Relevez tous les titres de journaux cités dans le texte ci-dessous sur Victor Hugo et la caricature.
*** TEXTE RETENU
Gulliver chez les caricaturistes - Victor Hugo par la caricature

Levant dans la main droite un marteau, tenant dans la gauche les maillons d’une chaîne, Victor Hugo, la tête énorme et carrée au-dessus d’un corps tout petit, frappe sur une enclume et brise les fers, en l’occurrence ceux de « tous les condamnés pour actes relatifs aux événements de mars, avril et mai 1871 ». Il a en effet déposé le 28 janvier 1879 une proposition d’amnistie en vue d’ « effacer toutes les traces de guerre civile ». La caricature est signée André Gill (1840-1885) et paraît dans La Petite Lune, un hebdomadaire satirique que le dessinateur avait fondé. Les caricatures, les portraits-charges et les dessins qui se moquent de l’écrivain, le ridiculisent, persiflent sinon outragent sa grandeur sont innombrables. Ce bel ouvrage d’un grand connaisseur de Hugo les recense, année après année et met en scène des centaines de visages du grand homme et de poses hugoliennes calculées qui au fil du temps évoluent et restent en même temps fidèles au génial modèle, tel que ses contemporains le voyaient et que la postérité le garde en mémoire. 

 

Parmi les grands hommes, qu’ils soient politiques, artistes, scientifiques, savants que le XIXe siècle a caricaturés, Victor Hugo est sans conteste la cible la plus visée. Sa personnalité hors du commun, ses engagements multiples, ses prises de positions novatrices, ses ouvrages innombrables, sa vie privée rendue publique ont fait l’objet d’un concours incessant d’images et de montages le tournant en dérision. Si certaines par l’exagération du trait voire les erreurs d’appréciation des talents méritent moins d’attention, la grande majorité d’entre elles paraissent avec le recul du temps et les changements de perspectives d’une remarquable finesse d’analyse. Toutes rivalisent d’un sens aigu de l’à-propos et d’une aptitude à la mise en place des points saillants déclenchant le rire.

 

Le jeu de massacre commence par cette « forte tête romantique », en 1833, où la taille du front sert déjà de marqueur, habité qu’il est par une intelligence hors norme et ce « laboratoire de pensée » qui étonne le reste du monde. Il est le « Hugoth » qui « a enfoncé Racine ». Tous les journaux de l’époque, dont les noms sont plus ou moins connus, comme Le Charivari, Le Journal pour rire, Le Pétard, La Vie parisienne, L’Homme qui rit, L’Eclair, tapent à loisir sur le « pape littéraire ». Faustin, Alfred Le Petit, Cham, Girin, Emile Evrard, Bertall, Carjat, Daumier bien sûr, campent l’homme « dans sa suffisance » et ironisent avec bonheur sur tout ce qui concerne « le vieux Orphée ». Parfois, quand il est jeune notamment, on ajoute à ce front un nez de Pinocchio. Les trouvailles fusent, les répliques cinglantes jaillissent, les mots qui tuent accompagnent aussi bien les premières pages des publications que les petites vignettes, les « croquades » remplissent les pages de « silhouettes et binettes ».
******
*** LIGNES DE DONNÉES
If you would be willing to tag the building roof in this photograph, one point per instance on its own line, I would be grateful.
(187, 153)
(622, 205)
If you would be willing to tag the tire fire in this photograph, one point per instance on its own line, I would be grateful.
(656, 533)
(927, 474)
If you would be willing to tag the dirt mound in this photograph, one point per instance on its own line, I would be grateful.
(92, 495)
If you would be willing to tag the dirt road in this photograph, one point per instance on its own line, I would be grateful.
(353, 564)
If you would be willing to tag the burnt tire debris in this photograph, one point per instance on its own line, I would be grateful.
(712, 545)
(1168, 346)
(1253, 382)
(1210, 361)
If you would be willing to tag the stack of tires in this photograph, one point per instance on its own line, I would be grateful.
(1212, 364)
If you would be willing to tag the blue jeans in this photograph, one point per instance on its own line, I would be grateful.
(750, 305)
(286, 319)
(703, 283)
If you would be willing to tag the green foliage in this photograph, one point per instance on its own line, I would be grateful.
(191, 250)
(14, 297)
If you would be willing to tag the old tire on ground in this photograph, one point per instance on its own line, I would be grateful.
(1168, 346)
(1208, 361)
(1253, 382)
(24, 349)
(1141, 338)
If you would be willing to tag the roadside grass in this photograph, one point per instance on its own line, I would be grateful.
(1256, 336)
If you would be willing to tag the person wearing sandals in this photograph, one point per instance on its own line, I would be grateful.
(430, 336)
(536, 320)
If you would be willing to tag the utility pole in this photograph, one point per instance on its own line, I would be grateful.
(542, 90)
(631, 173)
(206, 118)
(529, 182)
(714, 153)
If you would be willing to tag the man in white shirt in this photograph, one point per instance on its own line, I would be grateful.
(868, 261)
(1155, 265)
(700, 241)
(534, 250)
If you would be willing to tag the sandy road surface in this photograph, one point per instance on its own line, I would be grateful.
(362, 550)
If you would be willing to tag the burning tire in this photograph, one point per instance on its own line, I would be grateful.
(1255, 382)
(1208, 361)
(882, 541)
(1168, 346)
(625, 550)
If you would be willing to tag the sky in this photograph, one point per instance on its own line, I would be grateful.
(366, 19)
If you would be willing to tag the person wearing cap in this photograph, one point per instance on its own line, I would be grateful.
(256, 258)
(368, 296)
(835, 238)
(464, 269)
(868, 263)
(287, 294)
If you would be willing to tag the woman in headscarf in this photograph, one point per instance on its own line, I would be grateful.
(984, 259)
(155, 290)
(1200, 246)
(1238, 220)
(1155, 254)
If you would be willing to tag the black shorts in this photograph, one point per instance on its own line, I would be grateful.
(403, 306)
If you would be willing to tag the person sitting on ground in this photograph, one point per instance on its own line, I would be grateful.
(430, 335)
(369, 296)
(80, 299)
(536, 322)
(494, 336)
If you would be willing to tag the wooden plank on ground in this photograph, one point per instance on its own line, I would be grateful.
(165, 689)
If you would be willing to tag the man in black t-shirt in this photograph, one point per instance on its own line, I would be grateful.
******
▶ SOLUTION CI-DESSOUS:
La Petite Lune, Le Charivari, Le Journal pour rire, Le Pétard, La Vie parisienne, L’Homme qui rit, L’Eclair